PROMPT:
Find every line in the records that contains the word "wheel" and copy each one. Matches must have the same case.
>> BEGIN THE DATA
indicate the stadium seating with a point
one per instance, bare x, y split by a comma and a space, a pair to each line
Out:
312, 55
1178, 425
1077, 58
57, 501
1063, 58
>> END THE DATA
>> BEGIN THE DATA
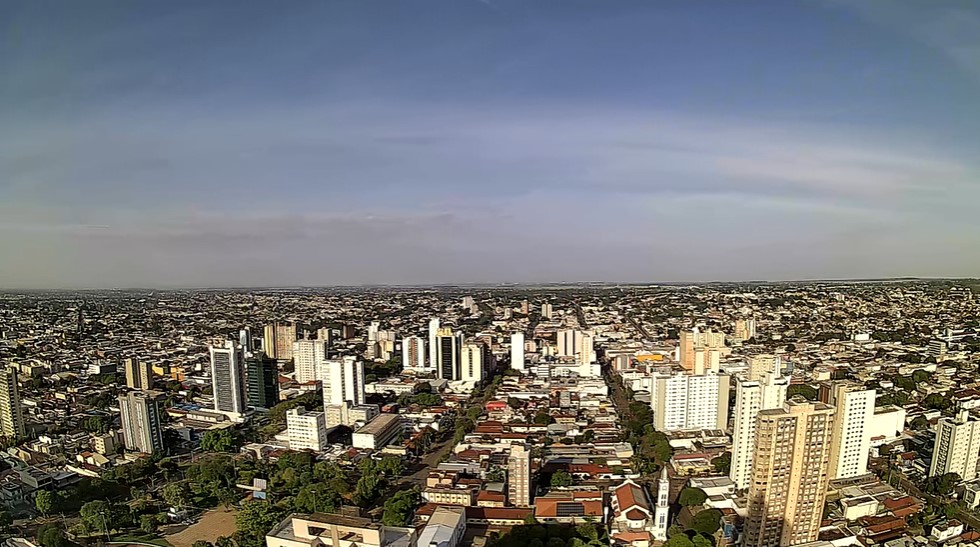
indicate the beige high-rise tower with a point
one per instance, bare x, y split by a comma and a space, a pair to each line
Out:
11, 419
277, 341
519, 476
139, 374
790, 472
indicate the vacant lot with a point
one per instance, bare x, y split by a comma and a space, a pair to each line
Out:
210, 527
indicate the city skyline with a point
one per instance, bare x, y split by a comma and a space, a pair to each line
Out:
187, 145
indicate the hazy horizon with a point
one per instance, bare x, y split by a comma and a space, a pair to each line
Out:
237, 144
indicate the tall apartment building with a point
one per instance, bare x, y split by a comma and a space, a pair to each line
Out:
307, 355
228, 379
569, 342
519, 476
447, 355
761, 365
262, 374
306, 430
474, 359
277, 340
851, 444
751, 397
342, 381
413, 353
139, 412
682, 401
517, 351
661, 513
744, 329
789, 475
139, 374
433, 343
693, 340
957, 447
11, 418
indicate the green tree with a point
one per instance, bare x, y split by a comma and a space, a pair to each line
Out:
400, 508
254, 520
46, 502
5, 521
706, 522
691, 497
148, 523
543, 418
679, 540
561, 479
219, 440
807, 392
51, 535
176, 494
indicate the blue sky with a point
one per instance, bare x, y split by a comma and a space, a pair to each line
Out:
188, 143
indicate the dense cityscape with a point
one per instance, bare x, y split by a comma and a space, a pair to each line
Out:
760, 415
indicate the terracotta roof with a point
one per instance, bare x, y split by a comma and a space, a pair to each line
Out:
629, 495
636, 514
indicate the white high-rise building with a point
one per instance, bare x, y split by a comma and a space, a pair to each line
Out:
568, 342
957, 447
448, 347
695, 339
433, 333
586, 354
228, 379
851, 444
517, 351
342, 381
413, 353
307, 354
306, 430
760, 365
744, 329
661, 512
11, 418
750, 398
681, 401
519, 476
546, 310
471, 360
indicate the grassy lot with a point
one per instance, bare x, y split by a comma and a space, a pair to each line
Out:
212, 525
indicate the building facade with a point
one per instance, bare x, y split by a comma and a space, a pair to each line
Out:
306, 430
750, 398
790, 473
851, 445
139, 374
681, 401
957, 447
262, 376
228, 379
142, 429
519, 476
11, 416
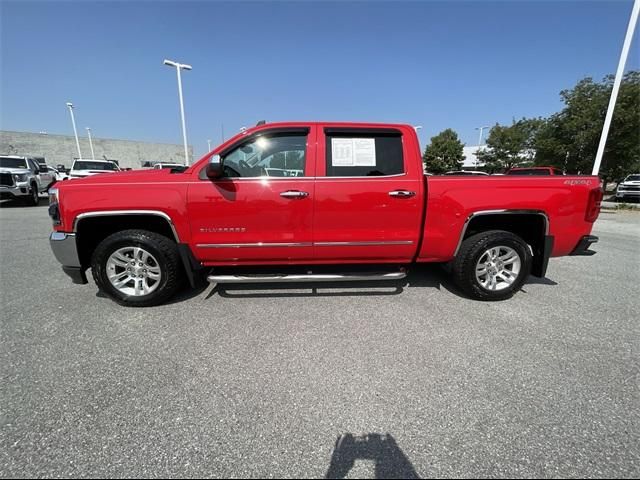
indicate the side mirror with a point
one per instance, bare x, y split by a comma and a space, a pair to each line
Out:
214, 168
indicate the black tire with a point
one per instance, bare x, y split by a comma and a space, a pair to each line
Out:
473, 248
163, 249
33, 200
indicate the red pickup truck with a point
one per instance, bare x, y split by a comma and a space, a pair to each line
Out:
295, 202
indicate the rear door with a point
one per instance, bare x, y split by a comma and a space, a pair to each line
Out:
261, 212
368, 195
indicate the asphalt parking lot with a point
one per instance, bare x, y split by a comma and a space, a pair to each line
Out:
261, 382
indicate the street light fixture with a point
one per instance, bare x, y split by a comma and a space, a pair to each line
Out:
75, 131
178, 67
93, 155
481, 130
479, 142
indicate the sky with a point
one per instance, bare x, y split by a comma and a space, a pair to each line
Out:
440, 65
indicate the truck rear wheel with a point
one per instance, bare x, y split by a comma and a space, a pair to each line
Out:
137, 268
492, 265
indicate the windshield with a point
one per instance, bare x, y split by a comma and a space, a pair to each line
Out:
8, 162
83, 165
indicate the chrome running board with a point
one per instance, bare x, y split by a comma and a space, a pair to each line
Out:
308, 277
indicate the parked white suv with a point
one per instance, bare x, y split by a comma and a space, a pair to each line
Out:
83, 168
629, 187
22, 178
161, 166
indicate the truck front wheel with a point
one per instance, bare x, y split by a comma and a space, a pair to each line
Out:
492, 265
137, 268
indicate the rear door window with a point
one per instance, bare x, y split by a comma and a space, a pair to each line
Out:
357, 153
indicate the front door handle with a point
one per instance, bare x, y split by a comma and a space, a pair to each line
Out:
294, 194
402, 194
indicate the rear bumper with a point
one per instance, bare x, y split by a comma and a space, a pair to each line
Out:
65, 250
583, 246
>> END THE DATA
EXERCISE RESPONSE:
indicate the truck rear wheel with a point
indicate the truck front wheel with a point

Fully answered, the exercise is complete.